**Your objective**
Answer these questions from the case background:
(a) How old was B. at the time of the events in 2008?
(b) Who was at the laundromat the two girls walked toward?
(c) Which agency trained Cavazos in taking buccal swabs?

**Text passage**
*-*-*
FACTUAL AND PROCEDURAL BACKGROUND
Fact of the Instant Offenses
Appellant is the father of B.C. (B.) and N.C. (N.). In 2008, at the time of the events described here, when B. was nine years old and N. was 10 years old, the two girls were living in an apartment with their mother, aunt, uncle, two cousins and two other siblings. Appellant did not live there.
B. was the victim of the instant offenses. The jury acquitted appellant of charges of violating sections 269, subdivision (a)(1), 288.7, subdivision (a), and 288, subdivision (b)(1) in which the alleged victim was N. Our factual summary is limited to the prosecution case against appellant as to the instant offenses.
B. testified to the following: One day appellant was at the apartment. On that day, while appellant and B. were alone in the apartment, appellant asked B. to give him a massage. The two were in a room and the door was closed. Appellant told B. to take off her clothes. B. got partially undressed, and appellant “grabbed” her, “put [her] on the ground, ” removed her shirt, pants and underwear, removed his clothes, “got on top of [B.], ” put his penis in her vagina, and told her he would kill her if she screamed. B. felt something sticky. Appellant stopped when he saw through the window that N. was returning to the apartment. He handed B. a napkin and told her to “clean [herself].” She did so. At that point, appellant and B. got dressed.
B. further testified to the following: After she got dressed, N. arrived at the apartment. The two girls then began walking to the laundromat, where their mother was. B. was crying and N. asked her what was wrong. B. told her what appellant had done, and later told her mother. B.’s mother told her and N. to call the police. They did so.
DNA Evidence and Relevant Procedural Background
City of Fresno Police Department (FPD) crime scene technician Virginia Cavazos testified to the following: On June 10, 2008, FPD Detective Alfred Lopez brought a person to the FPD Crimes Scene Bureau (CSB) where Cavazos worked and directed Cavazos to obtain from this person a DNA reference sample. Cavazos did so, by an established procedure referred to as “taking... buccal swab[s], ” which consists of rubbing the inside of the cheeks of the subject with a long cotton-tip swab. Cavazos received training in this procedure from the California Department of Justice (DOJ). On direct examination, Cavazos initially testified that she “recognized” appellant as the person from whom she took the buccal swabs, and identified him in the courtroom as that person by pointing to him.
On cross-examination, however, she admitted she had no independent recollection of taking buccal swabs from appellant. She testified that she identified him “[j]ust because of the name.” Defense counsel then asked her: “you’re just doing that [identifying appellant] because you’re here on this case and you assume this is the person you took the buccal swab from?” She answered: “Right, yes, according to the name.”
*-*-*
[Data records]
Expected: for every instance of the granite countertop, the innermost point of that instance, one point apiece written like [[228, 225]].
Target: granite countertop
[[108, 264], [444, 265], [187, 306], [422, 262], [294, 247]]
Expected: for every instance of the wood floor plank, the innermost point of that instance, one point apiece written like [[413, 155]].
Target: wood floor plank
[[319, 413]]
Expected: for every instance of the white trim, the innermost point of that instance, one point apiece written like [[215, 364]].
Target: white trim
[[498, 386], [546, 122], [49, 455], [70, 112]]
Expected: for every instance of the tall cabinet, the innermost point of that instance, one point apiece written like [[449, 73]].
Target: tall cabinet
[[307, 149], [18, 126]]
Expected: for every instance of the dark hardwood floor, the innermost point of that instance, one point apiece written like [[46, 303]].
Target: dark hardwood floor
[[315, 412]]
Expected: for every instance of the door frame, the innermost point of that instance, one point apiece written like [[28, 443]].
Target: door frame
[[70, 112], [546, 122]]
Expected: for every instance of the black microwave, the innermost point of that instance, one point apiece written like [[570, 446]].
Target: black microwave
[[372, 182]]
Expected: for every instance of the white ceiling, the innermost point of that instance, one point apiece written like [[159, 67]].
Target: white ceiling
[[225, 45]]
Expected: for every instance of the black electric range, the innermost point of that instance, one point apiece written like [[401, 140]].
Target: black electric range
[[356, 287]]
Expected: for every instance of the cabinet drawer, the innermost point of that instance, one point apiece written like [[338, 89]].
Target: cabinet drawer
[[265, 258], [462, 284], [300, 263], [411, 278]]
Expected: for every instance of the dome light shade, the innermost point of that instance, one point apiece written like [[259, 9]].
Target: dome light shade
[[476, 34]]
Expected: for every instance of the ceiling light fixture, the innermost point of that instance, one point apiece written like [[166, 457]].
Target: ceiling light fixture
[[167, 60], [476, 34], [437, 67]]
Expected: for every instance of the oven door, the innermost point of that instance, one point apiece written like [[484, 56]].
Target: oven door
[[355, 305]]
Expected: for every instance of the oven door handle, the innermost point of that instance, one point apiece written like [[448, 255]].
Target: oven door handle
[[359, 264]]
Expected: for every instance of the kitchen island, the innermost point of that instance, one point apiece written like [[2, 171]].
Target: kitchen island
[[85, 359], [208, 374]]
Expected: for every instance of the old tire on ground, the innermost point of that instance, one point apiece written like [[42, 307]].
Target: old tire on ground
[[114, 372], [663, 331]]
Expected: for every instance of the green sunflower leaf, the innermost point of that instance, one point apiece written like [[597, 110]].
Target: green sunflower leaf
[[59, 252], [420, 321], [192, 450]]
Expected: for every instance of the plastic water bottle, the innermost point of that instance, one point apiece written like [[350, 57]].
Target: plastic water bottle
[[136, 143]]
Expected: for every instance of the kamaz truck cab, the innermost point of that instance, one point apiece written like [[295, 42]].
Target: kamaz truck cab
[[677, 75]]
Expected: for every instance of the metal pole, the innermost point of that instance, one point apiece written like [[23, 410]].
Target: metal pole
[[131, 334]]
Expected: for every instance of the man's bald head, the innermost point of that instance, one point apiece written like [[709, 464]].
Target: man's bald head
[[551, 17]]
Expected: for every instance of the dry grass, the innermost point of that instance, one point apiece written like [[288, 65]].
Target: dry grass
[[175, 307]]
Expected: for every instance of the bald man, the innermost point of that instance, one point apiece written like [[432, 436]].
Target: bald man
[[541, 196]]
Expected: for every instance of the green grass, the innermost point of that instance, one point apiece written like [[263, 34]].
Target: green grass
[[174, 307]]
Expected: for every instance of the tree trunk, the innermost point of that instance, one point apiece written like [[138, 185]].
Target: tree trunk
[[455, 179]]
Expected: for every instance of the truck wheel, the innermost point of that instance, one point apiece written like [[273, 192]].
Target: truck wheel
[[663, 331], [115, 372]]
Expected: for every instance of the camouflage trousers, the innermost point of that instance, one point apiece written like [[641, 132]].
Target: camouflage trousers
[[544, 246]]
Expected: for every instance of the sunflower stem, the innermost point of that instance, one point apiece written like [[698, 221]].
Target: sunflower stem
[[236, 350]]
*-*-*
**Answer to this problem**
(a) Nine years old.
(b) Their mother.
(c) The California Department of Justice (DOJ).